* [Work to do]
Render every line of the saved data entries below as a JSON array of strings, one string per line, skipping any blank lines.

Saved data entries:
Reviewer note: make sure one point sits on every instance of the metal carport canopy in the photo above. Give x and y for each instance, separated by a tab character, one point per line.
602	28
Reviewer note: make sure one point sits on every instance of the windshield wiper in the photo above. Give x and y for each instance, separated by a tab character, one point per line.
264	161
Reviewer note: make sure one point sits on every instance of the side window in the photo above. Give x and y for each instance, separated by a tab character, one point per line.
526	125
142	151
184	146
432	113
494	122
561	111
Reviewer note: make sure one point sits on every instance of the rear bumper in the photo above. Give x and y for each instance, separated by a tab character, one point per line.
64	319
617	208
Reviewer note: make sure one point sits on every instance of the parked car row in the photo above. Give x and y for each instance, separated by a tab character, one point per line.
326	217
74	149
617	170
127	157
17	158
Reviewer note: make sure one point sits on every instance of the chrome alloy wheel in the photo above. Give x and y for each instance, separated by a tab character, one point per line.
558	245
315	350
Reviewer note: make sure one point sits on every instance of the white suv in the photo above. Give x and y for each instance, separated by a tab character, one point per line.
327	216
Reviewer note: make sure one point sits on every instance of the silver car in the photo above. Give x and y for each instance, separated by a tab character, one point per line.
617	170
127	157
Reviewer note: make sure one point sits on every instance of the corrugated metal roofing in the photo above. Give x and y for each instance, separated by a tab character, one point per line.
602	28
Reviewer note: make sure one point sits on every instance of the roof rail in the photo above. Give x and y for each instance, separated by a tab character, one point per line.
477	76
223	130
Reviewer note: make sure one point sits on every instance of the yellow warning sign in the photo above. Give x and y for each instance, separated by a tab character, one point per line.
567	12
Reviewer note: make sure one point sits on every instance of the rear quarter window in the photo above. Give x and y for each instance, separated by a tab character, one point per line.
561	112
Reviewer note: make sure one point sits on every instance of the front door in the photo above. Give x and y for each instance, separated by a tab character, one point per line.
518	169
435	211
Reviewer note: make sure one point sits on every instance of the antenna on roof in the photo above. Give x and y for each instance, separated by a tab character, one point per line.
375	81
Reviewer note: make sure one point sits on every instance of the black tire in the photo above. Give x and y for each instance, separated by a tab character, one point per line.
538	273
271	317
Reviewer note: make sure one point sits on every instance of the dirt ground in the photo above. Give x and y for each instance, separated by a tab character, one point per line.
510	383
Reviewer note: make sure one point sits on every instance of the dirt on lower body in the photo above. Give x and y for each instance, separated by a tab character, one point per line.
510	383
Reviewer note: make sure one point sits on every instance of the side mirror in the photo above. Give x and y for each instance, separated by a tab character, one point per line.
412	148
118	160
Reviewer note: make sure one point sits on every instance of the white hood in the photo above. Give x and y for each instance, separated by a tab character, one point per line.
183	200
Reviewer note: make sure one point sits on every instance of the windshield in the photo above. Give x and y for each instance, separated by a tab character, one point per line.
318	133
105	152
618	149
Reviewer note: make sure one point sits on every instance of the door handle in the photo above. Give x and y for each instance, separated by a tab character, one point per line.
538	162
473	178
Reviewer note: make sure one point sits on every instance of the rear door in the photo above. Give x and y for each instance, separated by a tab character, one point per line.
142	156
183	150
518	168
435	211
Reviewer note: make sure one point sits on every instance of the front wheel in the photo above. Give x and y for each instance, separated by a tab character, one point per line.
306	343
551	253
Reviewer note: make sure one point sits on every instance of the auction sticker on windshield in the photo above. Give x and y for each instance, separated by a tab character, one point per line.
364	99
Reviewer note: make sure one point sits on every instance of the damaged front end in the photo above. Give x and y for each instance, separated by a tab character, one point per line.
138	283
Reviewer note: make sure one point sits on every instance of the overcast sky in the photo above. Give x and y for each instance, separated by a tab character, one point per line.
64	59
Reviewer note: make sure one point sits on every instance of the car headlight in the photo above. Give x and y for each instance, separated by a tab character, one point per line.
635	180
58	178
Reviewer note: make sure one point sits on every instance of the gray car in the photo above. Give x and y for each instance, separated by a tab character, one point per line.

* [Solution for this task]
[
  "Reviewer note: make sure one point sits on every instance of the metal carport canopy in the photo above. Give x and y for each instance, separated by a tab character, one point per line.",
  "602\t28",
  "Reviewer note: make sure one point sits on every instance of the windshield wiper in the photo above. Give x and y for each instance, separated by a tab character, one point per line.",
  "264\t161",
  "Reviewer note: make sure one point sits on every instance of the side window in the photo above. Give x and y for each instance, separated by a tab character, one point per line.",
  "526\t125",
  "142\t151",
  "184\t146",
  "432\t113",
  "494\t122",
  "561\t111",
  "Reviewer note: make sure one point sits on every instance of the rear bumper in the photo above. Give x and y for each instance, separated by a tab character, one point per line.",
  "64\t319",
  "617\t208",
  "Reviewer note: make sure one point sits on every instance of the parked car row in the photo above. Give x and y for each instance, separated by a tab character, one point per line.",
  "326\t217",
  "74\t149",
  "617\t170",
  "127\t157",
  "17\t158",
  "Reviewer note: make sure one point sits on every instance of the chrome alloy wheel in the photo above. Give x and y for each instance, separated by a tab character, one point per line.",
  "558\t245",
  "315\t350",
  "Reviewer note: make sure one point sits on every instance of the white suv in the photo above. Give x and y for each instance, separated by a tab character, one point per line.",
  "327\t216",
  "Reviewer note: make sure one point sits on every instance of the silver car in the photo above. Give x and y for each instance, separated by a tab character, one point per line.",
  "617\t170",
  "127\t157",
  "Reviewer note: make sure one point sits on every instance of the corrugated metal roofing in the photo above. Give x and y for each instance, separated by a tab character, one point per line.",
  "602\t28",
  "Reviewer note: make sure one point sits on every instance of the roof rail in the photo above. Give x and y for each instance, separated by a tab character, one point per line.",
  "477\t76",
  "223\t130",
  "Reviewer note: make sure one point sits on every instance of the yellow warning sign in the photo above. Give x and y for each instance, separated by a tab character, one point per line.",
  "567\t12",
  "Reviewer note: make sure one point sits on every instance of the rear quarter window in the photo above. Give x and y for each instance, separated by a tab character, one point per line.",
  "561\t112",
  "Reviewer note: make sure one point sits on every instance of the front door in the photo above. Give x and y for each instance, separated by a tab character, one point per line.",
  "518\t169",
  "435\t211",
  "Reviewer note: make sure one point sits on every instance of the antenna on roof in the photo above. Give x and y for each instance, separated by a tab character, one point per line.",
  "375\t81",
  "Reviewer note: make sure one point sits on every instance of the black tire in the photo above. Give x and y for each instance, separated by a tab character, one point per line.",
  "538\t273",
  "271\t317",
  "Reviewer note: make sure one point sits on every instance of the dirt ground in the photo above. Give x and y for each instance, separated by a tab character, one point per line.",
  "510\t383",
  "Reviewer note: make sure one point sits on every instance of the dirt on lower body in the photo above. Give x and y for each instance, separated by a tab character, one point per line.",
  "510\t383",
  "Reviewer note: make sure one point sits on every instance of the side mirror in the photo above. Give x and y for each instance, separated by a tab character, one point per line.",
  "412\t148",
  "118\t160",
  "Reviewer note: make sure one point sits on every instance of the white hood in the photo above. Give x and y for each instance, separated by a tab character, one point per line.",
  "183\t200",
  "Reviewer note: make sure one point sits on every instance of the windshield in the photo above. Give x and y for each instance, separated by a tab character, one point per line.",
  "318\t133",
  "105\t152",
  "618\t149",
  "Reviewer note: make sure one point sits on every instance of the door handle in the photo above. Give x and y for each instance, separated by a tab character, one point per line.",
  "538\t162",
  "473\t178",
  "Reviewer note: make sure one point sits on every instance of the rear door in the photo above. Give x and y for each instance, separated by a tab character, one point per line.",
  "142\t156",
  "183\t150",
  "518\t168",
  "435\t211",
  "Reviewer note: make sure one point sits on every instance of the front wheel in the photo above. Give x and y for each instance, separated by a tab character, one point per line.",
  "306\t343",
  "551\t253",
  "Reviewer note: make sure one point sits on every instance of the auction sticker on windshield in the photo above. Give x and y for each instance, separated by a tab character, one point per line.",
  "364\t99",
  "Reviewer note: make sure one point sits on every instance of the damaged front end in the photo above. Give x and y for each instance, separated by a tab character, one point per line.",
  "138\t283",
  "Reviewer note: make sure one point sits on every instance of the overcast sky in the photo above. Give x and y for each instance, separated by a tab character, one point per line.",
  "64\t59",
  "Reviewer note: make sure one point sits on every instance of the car headlight in the photo above. Give x and y for each instance, separated by a tab character, one point per line.",
  "635\t180",
  "58\t178",
  "Reviewer note: make sure one point sits on every instance of the gray car in the photo above. Give x and y for each instance, separated by a tab character, one point per line."
]